:: Materiale fornito ::
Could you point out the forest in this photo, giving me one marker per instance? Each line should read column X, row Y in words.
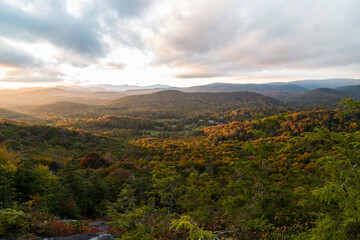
column 158, row 166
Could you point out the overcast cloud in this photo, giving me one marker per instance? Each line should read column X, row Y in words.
column 178, row 42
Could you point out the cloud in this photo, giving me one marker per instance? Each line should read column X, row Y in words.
column 237, row 36
column 30, row 79
column 113, row 66
column 197, row 75
column 52, row 23
column 132, row 8
column 180, row 39
column 14, row 57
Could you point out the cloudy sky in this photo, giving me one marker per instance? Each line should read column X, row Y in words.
column 176, row 42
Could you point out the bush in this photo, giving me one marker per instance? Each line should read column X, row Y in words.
column 94, row 160
column 13, row 222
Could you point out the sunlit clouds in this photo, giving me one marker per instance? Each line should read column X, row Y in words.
column 179, row 43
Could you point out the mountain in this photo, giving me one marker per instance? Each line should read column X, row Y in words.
column 121, row 88
column 66, row 109
column 166, row 104
column 323, row 96
column 324, row 83
column 36, row 96
column 5, row 113
column 175, row 104
column 260, row 88
column 353, row 91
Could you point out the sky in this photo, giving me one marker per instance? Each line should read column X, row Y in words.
column 176, row 42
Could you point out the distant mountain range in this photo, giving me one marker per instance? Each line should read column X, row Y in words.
column 81, row 99
column 158, row 105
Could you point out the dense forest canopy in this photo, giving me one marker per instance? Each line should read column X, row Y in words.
column 233, row 166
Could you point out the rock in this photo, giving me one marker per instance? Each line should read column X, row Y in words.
column 30, row 236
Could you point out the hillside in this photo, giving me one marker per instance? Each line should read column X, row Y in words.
column 323, row 83
column 66, row 109
column 259, row 88
column 353, row 91
column 5, row 113
column 36, row 96
column 322, row 96
column 175, row 104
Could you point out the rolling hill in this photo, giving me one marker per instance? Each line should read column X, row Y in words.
column 322, row 96
column 165, row 104
column 175, row 104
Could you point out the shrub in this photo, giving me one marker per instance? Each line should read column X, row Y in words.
column 94, row 160
column 120, row 173
column 13, row 222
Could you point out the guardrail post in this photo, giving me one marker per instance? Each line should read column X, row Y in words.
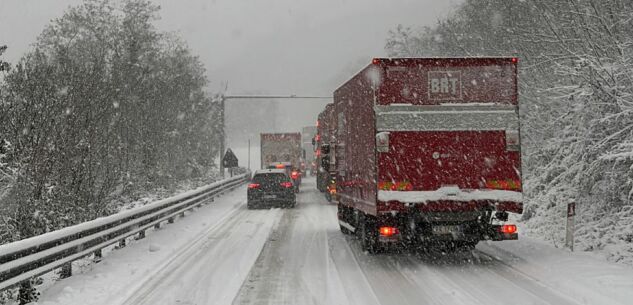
column 27, row 293
column 97, row 256
column 66, row 271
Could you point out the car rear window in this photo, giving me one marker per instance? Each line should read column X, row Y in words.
column 270, row 178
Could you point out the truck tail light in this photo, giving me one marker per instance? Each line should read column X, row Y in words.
column 395, row 186
column 382, row 142
column 388, row 231
column 512, row 140
column 508, row 184
column 508, row 229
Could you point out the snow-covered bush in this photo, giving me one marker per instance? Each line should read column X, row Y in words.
column 576, row 94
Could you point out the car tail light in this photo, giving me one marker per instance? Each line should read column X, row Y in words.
column 332, row 189
column 512, row 140
column 388, row 231
column 395, row 186
column 508, row 229
column 508, row 184
column 382, row 142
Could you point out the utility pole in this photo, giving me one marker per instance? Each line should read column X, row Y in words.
column 222, row 135
column 224, row 98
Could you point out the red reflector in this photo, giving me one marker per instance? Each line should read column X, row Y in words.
column 388, row 231
column 508, row 229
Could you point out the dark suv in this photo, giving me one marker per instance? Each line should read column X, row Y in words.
column 271, row 187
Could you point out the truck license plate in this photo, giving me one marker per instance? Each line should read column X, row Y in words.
column 442, row 230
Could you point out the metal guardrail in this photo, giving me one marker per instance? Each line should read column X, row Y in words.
column 22, row 260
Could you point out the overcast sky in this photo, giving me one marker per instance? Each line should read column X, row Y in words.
column 274, row 46
column 304, row 47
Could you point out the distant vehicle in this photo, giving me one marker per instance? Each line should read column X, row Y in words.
column 427, row 152
column 270, row 187
column 293, row 173
column 307, row 137
column 326, row 153
column 282, row 147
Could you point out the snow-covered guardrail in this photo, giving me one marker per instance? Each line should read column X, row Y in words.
column 22, row 260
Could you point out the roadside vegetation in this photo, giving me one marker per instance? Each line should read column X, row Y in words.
column 103, row 107
column 576, row 95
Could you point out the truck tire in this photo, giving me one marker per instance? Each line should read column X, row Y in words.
column 345, row 230
column 368, row 236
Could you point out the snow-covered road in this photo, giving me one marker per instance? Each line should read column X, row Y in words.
column 224, row 254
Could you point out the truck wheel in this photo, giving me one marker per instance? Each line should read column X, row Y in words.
column 368, row 236
column 345, row 230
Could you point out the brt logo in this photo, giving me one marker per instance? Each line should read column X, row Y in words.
column 445, row 85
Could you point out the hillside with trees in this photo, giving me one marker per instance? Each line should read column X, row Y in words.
column 576, row 95
column 103, row 107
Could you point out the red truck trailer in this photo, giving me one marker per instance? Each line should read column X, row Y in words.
column 428, row 152
column 323, row 139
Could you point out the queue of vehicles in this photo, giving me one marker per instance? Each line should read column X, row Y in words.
column 416, row 152
column 424, row 151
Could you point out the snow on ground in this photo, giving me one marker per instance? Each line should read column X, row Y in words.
column 224, row 254
column 123, row 276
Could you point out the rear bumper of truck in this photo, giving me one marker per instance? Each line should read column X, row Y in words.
column 453, row 200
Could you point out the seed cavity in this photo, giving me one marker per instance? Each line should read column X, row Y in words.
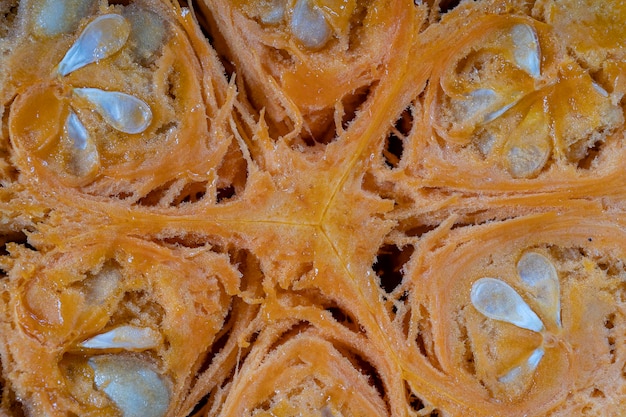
column 497, row 113
column 136, row 389
column 529, row 146
column 100, row 39
column 148, row 33
column 125, row 337
column 599, row 89
column 529, row 366
column 76, row 131
column 539, row 273
column 54, row 17
column 122, row 111
column 309, row 25
column 499, row 301
column 84, row 155
column 527, row 52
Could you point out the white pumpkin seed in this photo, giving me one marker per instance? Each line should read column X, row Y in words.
column 274, row 12
column 84, row 155
column 100, row 39
column 499, row 301
column 125, row 337
column 136, row 389
column 122, row 111
column 527, row 52
column 309, row 25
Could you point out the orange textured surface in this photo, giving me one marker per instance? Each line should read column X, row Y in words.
column 312, row 207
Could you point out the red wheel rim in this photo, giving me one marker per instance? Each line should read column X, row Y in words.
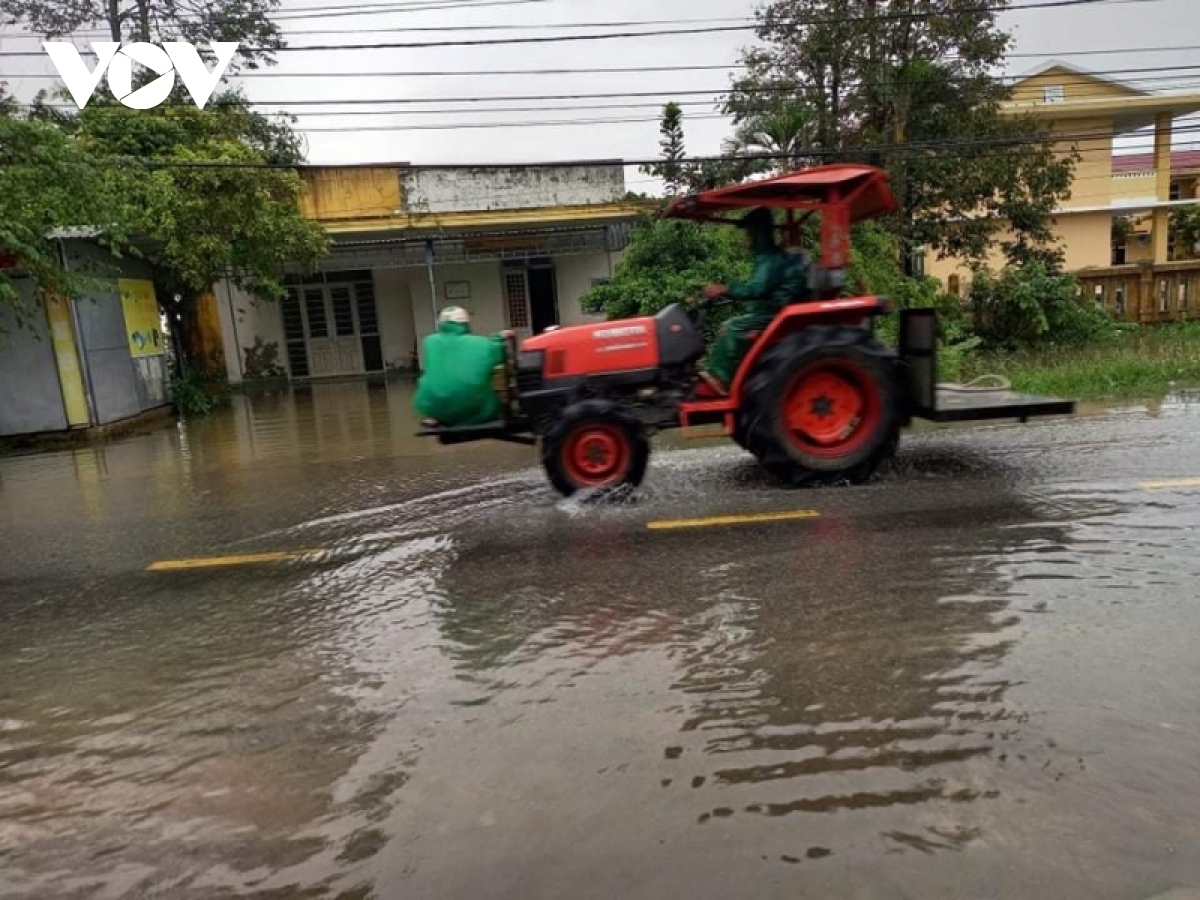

:: Consegna ::
Trasforma in un elenco numerato le righe del materiale dalla riga con "Could you point out the mountain" alla riga con "column 158, row 105", entrambe incluse, senza le righe vuote. Non riportare nessun'altra riga.

:: Risposta ::
1. Could you point out the mountain in this photo, giving me one marker per instance? Each line should read column X, row Y in words.
2. column 121, row 88
3. column 66, row 109
4. column 166, row 104
5. column 323, row 96
6. column 324, row 83
7. column 36, row 96
8. column 5, row 113
9. column 175, row 104
10. column 260, row 88
11. column 353, row 91
12. Could you point out the sky in this photo, giving me one marker per instance? Each line should read column X, row Y in words.
13. column 176, row 42
14. Could you point out the distant mountain range in this photo, giving me one marker per instance? Each line should read column X, row Y in words.
15. column 81, row 99
16. column 158, row 105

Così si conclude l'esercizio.